DIRECTIONS
Looking at the entries, say how many lines contain the string "white". Offer nothing besides the number.

DATASET CONTENT

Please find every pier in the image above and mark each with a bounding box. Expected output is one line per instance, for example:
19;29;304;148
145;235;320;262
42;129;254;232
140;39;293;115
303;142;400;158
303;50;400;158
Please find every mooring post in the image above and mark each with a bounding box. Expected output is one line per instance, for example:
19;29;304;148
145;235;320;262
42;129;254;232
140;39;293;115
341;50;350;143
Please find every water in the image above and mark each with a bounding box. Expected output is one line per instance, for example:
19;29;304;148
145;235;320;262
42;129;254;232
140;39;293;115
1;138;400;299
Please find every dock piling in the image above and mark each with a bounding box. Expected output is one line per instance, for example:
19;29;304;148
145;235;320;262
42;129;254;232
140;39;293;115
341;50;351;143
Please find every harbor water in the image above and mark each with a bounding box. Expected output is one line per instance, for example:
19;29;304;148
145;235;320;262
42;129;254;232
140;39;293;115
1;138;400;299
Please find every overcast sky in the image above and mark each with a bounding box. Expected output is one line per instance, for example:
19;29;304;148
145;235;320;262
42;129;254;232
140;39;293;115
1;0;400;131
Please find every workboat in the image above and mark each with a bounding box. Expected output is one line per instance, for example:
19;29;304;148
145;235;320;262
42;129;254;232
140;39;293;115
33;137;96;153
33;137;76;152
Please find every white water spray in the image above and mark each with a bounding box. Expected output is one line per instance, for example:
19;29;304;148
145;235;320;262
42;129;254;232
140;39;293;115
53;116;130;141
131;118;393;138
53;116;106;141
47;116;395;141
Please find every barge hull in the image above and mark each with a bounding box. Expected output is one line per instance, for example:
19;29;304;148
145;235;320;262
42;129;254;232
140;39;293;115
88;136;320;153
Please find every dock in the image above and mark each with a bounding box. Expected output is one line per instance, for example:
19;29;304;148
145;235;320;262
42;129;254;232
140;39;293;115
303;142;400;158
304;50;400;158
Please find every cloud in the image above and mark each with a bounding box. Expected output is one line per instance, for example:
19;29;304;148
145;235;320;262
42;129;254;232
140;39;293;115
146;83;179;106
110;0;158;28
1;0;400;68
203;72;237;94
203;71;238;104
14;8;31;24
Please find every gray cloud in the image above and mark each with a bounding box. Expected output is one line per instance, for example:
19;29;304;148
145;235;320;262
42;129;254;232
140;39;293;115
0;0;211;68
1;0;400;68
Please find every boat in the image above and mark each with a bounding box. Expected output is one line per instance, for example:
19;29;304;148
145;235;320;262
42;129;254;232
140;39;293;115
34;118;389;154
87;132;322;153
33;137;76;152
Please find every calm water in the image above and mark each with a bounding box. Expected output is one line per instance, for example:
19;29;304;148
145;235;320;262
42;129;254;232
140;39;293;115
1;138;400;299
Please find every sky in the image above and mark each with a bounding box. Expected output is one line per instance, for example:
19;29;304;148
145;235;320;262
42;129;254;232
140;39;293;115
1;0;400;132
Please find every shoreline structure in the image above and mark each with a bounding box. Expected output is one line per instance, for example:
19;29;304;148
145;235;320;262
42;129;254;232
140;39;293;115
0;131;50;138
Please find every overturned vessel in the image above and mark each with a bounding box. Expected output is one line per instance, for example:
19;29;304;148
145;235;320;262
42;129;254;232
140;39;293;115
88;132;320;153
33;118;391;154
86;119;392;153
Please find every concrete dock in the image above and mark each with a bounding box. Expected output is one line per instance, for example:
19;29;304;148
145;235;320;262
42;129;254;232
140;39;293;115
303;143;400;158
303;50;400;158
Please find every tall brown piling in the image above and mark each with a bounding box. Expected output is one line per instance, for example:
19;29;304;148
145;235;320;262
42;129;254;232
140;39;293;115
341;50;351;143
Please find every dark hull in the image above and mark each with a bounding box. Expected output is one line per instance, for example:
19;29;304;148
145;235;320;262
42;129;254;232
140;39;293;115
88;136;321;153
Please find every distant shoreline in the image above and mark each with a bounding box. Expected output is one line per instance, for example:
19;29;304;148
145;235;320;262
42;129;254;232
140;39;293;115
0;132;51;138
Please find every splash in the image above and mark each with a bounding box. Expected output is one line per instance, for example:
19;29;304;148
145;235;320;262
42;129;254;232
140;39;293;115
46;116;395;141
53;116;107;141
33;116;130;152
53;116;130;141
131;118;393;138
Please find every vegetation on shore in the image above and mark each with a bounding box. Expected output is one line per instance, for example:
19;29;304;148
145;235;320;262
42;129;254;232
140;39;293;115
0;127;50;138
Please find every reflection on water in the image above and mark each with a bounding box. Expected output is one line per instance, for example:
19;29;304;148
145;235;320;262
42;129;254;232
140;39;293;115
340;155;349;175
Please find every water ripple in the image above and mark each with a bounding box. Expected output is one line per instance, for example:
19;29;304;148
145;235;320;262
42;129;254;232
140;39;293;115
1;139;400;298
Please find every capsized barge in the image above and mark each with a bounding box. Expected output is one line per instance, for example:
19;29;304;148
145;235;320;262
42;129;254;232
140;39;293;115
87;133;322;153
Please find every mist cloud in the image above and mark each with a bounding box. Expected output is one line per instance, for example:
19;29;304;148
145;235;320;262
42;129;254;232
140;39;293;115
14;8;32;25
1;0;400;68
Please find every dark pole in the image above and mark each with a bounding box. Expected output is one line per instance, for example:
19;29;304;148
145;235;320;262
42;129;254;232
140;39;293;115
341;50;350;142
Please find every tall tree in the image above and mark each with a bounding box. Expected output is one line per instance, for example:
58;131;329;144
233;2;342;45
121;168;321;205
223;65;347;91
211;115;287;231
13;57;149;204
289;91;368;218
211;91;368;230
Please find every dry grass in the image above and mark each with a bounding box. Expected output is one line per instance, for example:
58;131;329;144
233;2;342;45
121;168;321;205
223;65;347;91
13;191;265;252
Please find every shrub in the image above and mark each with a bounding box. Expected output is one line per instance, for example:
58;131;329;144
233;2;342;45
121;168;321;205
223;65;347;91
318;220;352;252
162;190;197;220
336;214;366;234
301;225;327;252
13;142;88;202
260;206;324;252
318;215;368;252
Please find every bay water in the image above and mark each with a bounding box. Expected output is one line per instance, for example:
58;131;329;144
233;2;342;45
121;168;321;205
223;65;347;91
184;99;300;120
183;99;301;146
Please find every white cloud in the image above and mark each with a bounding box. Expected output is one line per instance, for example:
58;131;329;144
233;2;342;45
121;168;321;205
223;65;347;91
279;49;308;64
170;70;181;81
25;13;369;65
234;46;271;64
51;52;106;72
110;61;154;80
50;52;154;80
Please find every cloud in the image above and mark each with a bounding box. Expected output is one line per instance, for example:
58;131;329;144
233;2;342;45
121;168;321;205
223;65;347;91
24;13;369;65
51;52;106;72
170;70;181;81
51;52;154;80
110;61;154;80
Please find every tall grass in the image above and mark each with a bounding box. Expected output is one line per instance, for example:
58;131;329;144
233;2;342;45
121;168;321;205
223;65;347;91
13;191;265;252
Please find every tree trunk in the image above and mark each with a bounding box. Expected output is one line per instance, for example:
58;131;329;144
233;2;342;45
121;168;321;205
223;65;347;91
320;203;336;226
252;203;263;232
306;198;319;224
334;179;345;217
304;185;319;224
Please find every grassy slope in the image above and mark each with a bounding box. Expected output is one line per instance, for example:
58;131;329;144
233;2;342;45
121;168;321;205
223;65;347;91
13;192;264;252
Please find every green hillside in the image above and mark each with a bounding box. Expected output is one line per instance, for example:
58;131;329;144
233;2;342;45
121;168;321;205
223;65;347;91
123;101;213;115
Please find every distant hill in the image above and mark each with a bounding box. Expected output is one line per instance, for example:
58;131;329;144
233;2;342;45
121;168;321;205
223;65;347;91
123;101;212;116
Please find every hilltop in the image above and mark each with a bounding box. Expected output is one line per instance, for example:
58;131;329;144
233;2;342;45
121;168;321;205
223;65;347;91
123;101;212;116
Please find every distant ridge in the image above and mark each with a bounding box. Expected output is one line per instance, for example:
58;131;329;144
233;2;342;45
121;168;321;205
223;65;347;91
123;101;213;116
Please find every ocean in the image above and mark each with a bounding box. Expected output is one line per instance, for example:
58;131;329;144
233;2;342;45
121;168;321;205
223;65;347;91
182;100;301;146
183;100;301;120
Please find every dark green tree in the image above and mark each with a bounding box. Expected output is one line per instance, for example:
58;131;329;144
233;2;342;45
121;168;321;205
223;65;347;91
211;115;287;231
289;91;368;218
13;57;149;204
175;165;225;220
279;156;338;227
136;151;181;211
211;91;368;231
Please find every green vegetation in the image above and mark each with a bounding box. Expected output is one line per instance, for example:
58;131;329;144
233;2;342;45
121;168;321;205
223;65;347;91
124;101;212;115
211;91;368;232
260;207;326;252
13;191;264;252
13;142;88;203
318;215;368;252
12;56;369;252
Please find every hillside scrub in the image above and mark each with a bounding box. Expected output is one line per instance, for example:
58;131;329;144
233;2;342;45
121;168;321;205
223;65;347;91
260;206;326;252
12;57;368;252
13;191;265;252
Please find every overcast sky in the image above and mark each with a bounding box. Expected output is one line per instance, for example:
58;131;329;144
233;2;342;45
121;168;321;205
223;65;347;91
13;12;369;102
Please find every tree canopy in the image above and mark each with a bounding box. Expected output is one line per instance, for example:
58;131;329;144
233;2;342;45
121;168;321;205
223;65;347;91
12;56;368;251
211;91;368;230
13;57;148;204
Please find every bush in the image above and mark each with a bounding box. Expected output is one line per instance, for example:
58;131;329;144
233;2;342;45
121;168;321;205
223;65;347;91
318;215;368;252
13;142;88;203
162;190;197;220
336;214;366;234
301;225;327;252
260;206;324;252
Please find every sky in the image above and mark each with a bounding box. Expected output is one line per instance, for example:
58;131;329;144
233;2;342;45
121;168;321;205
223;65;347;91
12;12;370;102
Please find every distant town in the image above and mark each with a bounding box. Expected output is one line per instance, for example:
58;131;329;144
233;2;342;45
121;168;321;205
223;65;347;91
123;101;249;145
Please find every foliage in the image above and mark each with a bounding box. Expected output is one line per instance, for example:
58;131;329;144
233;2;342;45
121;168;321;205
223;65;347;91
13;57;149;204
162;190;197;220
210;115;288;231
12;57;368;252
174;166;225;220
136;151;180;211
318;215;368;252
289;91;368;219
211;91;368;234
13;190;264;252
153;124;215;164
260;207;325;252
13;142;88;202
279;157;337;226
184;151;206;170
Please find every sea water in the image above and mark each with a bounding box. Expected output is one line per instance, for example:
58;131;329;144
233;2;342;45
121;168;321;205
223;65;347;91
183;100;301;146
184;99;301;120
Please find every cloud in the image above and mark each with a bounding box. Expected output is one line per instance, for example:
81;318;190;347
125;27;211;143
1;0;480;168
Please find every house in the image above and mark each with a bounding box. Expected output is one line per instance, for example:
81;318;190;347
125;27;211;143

RESPONSE AREA
2